:: To do ::
**A)** In the episode descriptions, where was Patrick Parr when he was interviewed?
**B)** Reproduce the part of the episode descriptions between "In this week’s episode, we" and "member Lisa Napoli.", inclusive.

:: Document segment ::
In this week’s episode, we interview Patrick Parr, author of One Week in America: The 1968 Notre Dame Literary Festival and a Changing Nation, published March 2021 by Chicago Review Press. Parr’s narrative is a day-by-day examination of a week that began with President Lyndon B. Johnson announcement that he would not seek re-election and ended with the fallout created by Dr. Martin Luther King Jr.’s the assassination. Parr includes never-before-published letters from festival attendees Joseph Heller (Catch-22), Ralph Ellison (Invisible Man), Kurt Vonnegut (Slaughterhouse-Five), and Norman Mailer (The Naked and the Dead). Parr was interviewed via Zoom in his home in Yokohama, Japan, on February 25, 2021 by writer and BIO member Lisa Napoli.
In this week’s episode we interview Alison M. Parker, author of Unceasing Militant: The Life of Mary Church Terrell, published by the University of North Carolina Press in December 2020. Parker’s book is the first full-length biography of Terrell, one of the most prominent African American activists of her time, and whose career bridged the late nineteenth century to the civil rights movement of the 1950s. Parker, a history professor and department chair at the University of Delaware, was interviewed by BIO member Lisa Napoli via Zoom in April 2021.

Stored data
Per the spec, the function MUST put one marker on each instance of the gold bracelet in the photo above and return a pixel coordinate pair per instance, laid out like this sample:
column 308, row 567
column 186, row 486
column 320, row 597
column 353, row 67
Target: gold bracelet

:: Your written answers ::
**A)** He was in his home in Yokohama, Japan, and was interviewed via Zoom.

**B)**
In this week’s episode, we interview Patrick Parr, author of One Week in America: The 1968 Notre Dame Literary Festival and a Changing Nation, published March 2021 by Chicago Review Press. Parr’s narrative is a day-by-day examination of a week that began with President Lyndon B. Johnson announcement that he would not seek re-election and ended with the fallout created by Dr. Martin Luther King Jr.’s the assassination. Parr includes never-before-published letters from festival attendees Joseph Heller (Catch-22), Ralph Ellison (Invisible Man), Kurt Vonnegut (Slaughterhouse-Five), and Norman Mailer (The Naked and the Dead). Parr was interviewed via Zoom in his home in Yokohama, Japan, on February 25, 2021 by writer and BIO member Lisa Napoli.